An exact copy is required of the lines running from the one that contains "white t-shirt, placed" to the end of the material, both ends included, with pictures omitted.

:: Material for the task ::

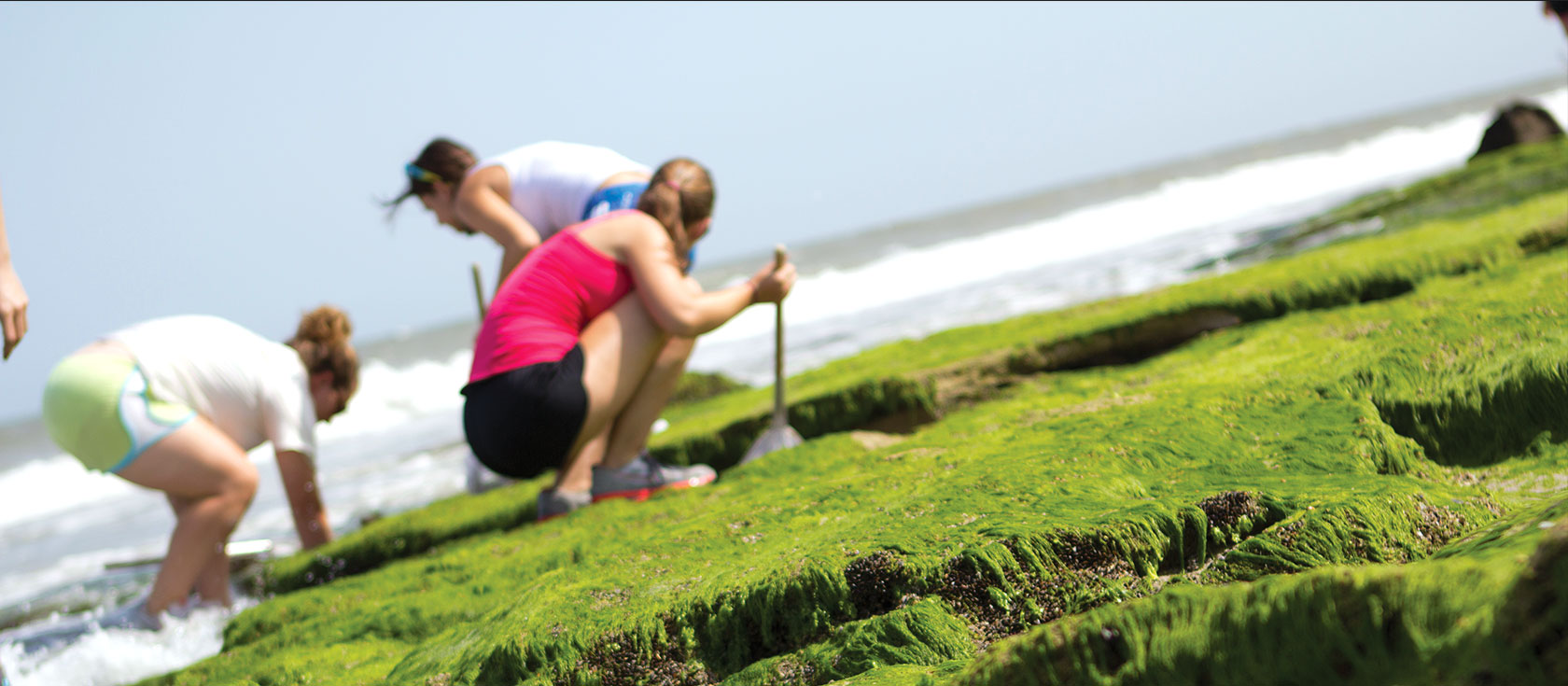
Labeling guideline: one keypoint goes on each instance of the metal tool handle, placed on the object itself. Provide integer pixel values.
(778, 346)
(479, 288)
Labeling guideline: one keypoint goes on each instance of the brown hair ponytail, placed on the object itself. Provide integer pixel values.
(680, 193)
(442, 157)
(322, 342)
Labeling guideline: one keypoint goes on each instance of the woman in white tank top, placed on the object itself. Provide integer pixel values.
(523, 196)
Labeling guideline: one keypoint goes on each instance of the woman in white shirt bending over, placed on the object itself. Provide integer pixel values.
(176, 403)
(523, 196)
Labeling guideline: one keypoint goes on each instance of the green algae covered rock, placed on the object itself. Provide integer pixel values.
(1333, 466)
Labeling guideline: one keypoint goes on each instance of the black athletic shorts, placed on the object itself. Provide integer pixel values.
(525, 420)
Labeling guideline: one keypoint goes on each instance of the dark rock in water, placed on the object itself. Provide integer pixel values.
(1519, 122)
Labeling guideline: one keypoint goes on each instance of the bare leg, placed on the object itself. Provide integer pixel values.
(631, 429)
(204, 467)
(620, 346)
(212, 583)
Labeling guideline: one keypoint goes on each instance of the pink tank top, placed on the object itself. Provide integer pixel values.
(546, 302)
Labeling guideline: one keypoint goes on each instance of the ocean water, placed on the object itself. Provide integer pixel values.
(400, 443)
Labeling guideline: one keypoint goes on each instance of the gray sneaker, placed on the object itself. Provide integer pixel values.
(553, 503)
(132, 616)
(647, 476)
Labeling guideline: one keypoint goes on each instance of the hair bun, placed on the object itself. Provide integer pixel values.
(327, 326)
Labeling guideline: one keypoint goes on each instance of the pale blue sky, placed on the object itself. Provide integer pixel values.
(225, 159)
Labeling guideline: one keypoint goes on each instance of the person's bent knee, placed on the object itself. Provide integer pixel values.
(239, 486)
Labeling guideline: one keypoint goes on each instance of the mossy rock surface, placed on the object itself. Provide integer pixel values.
(1369, 427)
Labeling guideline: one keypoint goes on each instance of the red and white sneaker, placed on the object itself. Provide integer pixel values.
(647, 476)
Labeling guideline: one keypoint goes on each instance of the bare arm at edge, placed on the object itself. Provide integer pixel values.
(304, 498)
(13, 298)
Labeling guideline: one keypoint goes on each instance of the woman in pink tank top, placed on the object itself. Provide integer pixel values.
(571, 365)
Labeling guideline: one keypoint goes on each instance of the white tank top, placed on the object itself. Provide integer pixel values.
(249, 387)
(551, 180)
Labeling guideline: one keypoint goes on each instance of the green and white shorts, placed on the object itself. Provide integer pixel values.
(99, 409)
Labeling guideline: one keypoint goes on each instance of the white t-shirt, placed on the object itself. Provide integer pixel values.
(249, 387)
(551, 180)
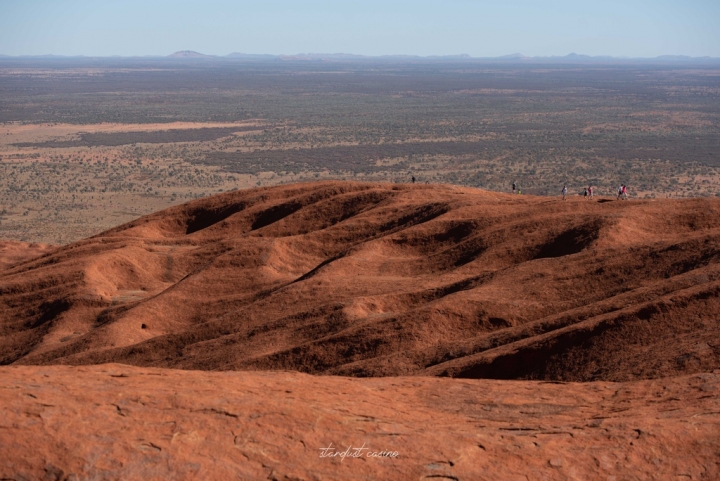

:::

● Written reply:
Labeling guideline: one keypoint goes on each instance of the white t-shirt, placed on the object itself. Provide integer pixel values.
(249, 387)
(551, 180)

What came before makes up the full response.